## Given task
Write out the entire listing below exactly as it appears, minus any pictures.
::::
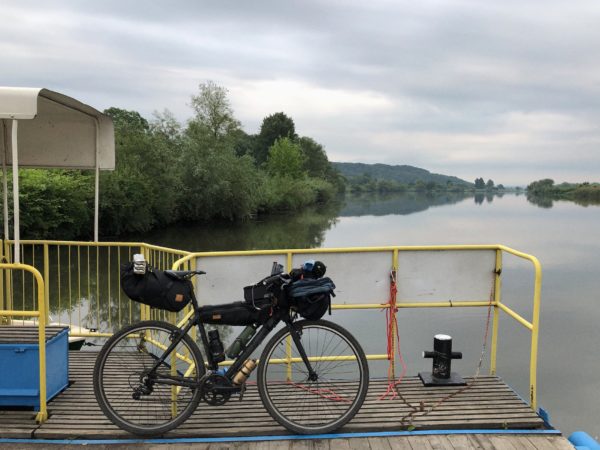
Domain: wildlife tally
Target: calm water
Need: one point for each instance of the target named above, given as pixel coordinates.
(564, 236)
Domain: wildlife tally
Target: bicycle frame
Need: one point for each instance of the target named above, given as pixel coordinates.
(263, 331)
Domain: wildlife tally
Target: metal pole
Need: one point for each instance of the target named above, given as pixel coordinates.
(5, 181)
(15, 157)
(97, 182)
(96, 202)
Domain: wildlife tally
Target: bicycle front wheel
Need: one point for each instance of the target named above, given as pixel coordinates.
(313, 405)
(139, 397)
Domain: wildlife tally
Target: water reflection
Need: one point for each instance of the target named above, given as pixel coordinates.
(306, 229)
(401, 204)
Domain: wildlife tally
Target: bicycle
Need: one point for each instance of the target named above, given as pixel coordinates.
(312, 375)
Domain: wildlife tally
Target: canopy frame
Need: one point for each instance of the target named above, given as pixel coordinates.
(56, 131)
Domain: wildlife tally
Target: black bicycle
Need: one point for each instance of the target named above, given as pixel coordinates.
(312, 374)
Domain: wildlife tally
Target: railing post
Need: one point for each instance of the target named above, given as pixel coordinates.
(2, 306)
(537, 293)
(497, 300)
(393, 310)
(42, 415)
(7, 277)
(47, 280)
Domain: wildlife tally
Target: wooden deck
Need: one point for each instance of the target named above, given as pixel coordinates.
(489, 404)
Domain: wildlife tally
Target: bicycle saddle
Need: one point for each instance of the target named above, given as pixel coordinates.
(183, 274)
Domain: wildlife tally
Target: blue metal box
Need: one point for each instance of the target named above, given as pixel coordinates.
(20, 364)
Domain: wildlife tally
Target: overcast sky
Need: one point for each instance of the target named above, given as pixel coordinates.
(507, 90)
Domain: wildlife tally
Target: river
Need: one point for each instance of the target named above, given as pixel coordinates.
(563, 235)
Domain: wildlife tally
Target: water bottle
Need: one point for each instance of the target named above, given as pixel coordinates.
(245, 371)
(240, 342)
(215, 346)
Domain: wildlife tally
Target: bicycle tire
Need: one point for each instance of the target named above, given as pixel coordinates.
(326, 404)
(120, 369)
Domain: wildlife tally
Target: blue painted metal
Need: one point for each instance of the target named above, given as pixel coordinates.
(583, 441)
(272, 438)
(20, 373)
(545, 415)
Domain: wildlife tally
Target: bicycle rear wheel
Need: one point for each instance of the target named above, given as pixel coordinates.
(323, 404)
(137, 399)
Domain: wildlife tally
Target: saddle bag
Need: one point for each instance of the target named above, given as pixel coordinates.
(311, 298)
(236, 314)
(156, 288)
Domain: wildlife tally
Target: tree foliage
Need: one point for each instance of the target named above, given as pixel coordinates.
(168, 172)
(275, 126)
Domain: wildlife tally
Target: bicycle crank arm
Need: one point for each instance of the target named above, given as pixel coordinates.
(312, 375)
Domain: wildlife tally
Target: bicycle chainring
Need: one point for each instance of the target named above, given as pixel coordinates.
(212, 389)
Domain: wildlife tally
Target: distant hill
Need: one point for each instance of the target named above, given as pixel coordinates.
(401, 174)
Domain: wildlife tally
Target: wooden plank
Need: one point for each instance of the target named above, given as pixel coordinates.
(488, 403)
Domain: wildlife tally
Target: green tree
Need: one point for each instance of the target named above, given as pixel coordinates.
(56, 204)
(142, 191)
(315, 161)
(217, 183)
(213, 110)
(273, 127)
(286, 159)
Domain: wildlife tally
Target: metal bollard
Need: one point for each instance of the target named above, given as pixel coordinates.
(442, 355)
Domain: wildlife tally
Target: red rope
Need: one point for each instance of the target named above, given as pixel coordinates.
(392, 331)
(327, 394)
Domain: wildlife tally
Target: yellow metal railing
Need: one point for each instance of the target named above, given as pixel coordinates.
(82, 278)
(494, 300)
(40, 314)
(82, 283)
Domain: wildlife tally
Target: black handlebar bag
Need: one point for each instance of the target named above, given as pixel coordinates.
(311, 298)
(156, 288)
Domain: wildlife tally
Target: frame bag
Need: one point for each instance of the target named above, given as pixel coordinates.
(156, 288)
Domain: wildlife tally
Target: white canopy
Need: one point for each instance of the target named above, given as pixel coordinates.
(45, 129)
::::
## Solution to this problem
Domain: wildlife tally
Target: calm water
Need: one point for each instance of the target named above, given as pixel coordinates.
(564, 236)
Domain: wildlife tally
Target: bicycle frame
Need: one point for each instance of the target named above, given as pixel coordinates.
(263, 331)
Domain: wildlife tally
Target: metal pole
Need: one point for each instance of the target named above, given as pixel coordinates.
(5, 181)
(15, 157)
(97, 182)
(96, 202)
Domain: wildlife tally
Target: bicycle front wheel
Need: one point for each instance of the target named above, given as pixel coordinates.
(313, 405)
(139, 397)
Domain: wildlife tally
Target: water reflection
Need: one point for each instance of the target named above, given as pixel coordinates.
(306, 229)
(401, 204)
Domain: wildlife tally
Target: bicycle
Need: one point for each instance of the target named above, given as pixel coordinates.
(312, 375)
Domain: wildlife tally
Target: canopy frame
Need: one point for each instance of the target named above, given as pixel coordinates.
(56, 131)
Domain: wildlife tally
Target: black bicycle
Need: one point for each instance of the target named above, given as pixel coordinates.
(312, 374)
Domain: wildlife tally
Target: railing post
Need: one point for each instance of the target named above, given as pixel coordinates.
(2, 306)
(537, 293)
(497, 300)
(393, 310)
(42, 415)
(7, 277)
(47, 280)
Domain: wildlife tally
Target: wooden deck
Need: one point for each instance of the target named above, given as pixel coordinates.
(489, 404)
Domain: wildlife tally
Target: bicycle saddle
Need: one point for each instance of the target named above, given as pixel coordinates.
(183, 274)
Domain: wildlife tally
Target: blue metal box
Need: one point for each instance of the target named above, given as pixel coordinates.
(20, 364)
Domain: wildlife tally
Target: overcast sky
Need: one point for each instance of the target named above, given as pixel coordinates.
(507, 90)
Domain: wildlife tally
Target: river
Need: one point for each instance of the target named above, given as pixel coordinates.
(563, 235)
Domain: wildlife tally
Target: water bottle
Need: one point for each instance of the target named above, given as pixel coordinates.
(245, 371)
(240, 342)
(215, 346)
Domain: wildlife tally
Target: bicycle tire
Need: one point for each instance of the target named above, given as pixel coordinates.
(326, 404)
(120, 369)
Domain: wildlife tally
Target: blue painted metal
Need: one point for each instance of the target named above, given as pixel coordinates.
(583, 441)
(272, 438)
(20, 373)
(545, 415)
Domain: wildlife tally
Target: bicycle rear wheel
Need: one point for each instance of the target named above, given as pixel coordinates.
(323, 404)
(137, 399)
Domain: wildlife tally
Target: saddle bag
Need: one point for each instance of the target named above, given as pixel coordinates.
(311, 298)
(236, 314)
(156, 288)
Domain: wildlife tally
Target: tree foliage
Need: one point for each instance of the target named above, given as pixel coordinates.
(168, 172)
(275, 126)
Domain: wildlife tally
Target: bicycle crank arm
Need: one point for each instance of the target named above, given as pixel coordinates.
(312, 375)
Domain: wildlife tally
Target: bicycle chainring
Need: one point for each instance of the target named above, given as pixel coordinates.
(212, 389)
Domain: wildlife tally
Target: distant hill
Need: one point for each instance of the target named above, given as pixel coordinates.
(401, 174)
Domain: wildlife tally
Target: wooden plank
Need: one point for each instance of the target named above, given as pixel coordinates.
(488, 403)
Domain: wildlife tally
Target: green tree
Need: one point for each instance of the target named above, given as pixel coordinates.
(56, 204)
(142, 191)
(315, 161)
(217, 183)
(213, 110)
(273, 127)
(286, 159)
Domain: wildlife tally
Target: metal bollard
Need: one point for each instance of the target named above, given as pixel coordinates.
(442, 355)
Domain: wildlife tally
Target: red rope
Need: one point for each instance of the target named above, given as pixel coordinates.
(392, 331)
(327, 394)
Domain: wildlife tally
Target: yellow metal railing
Need: one point for each instance of the target named above, given as pixel coordinates.
(82, 278)
(494, 300)
(40, 314)
(82, 283)
Domain: wildlife tally
Target: black handlebar bag
Need: one point for each instance of the target named above, given as pixel coordinates.
(311, 298)
(156, 288)
Domain: wildlife tally
Target: frame bag
Need: one point for each instance of the target named above, given as pixel coordinates.
(156, 288)
Domain: wildlife tally
Target: white canopy
Need: one point for each instance of the target named above, given as pixel coordinates.
(45, 129)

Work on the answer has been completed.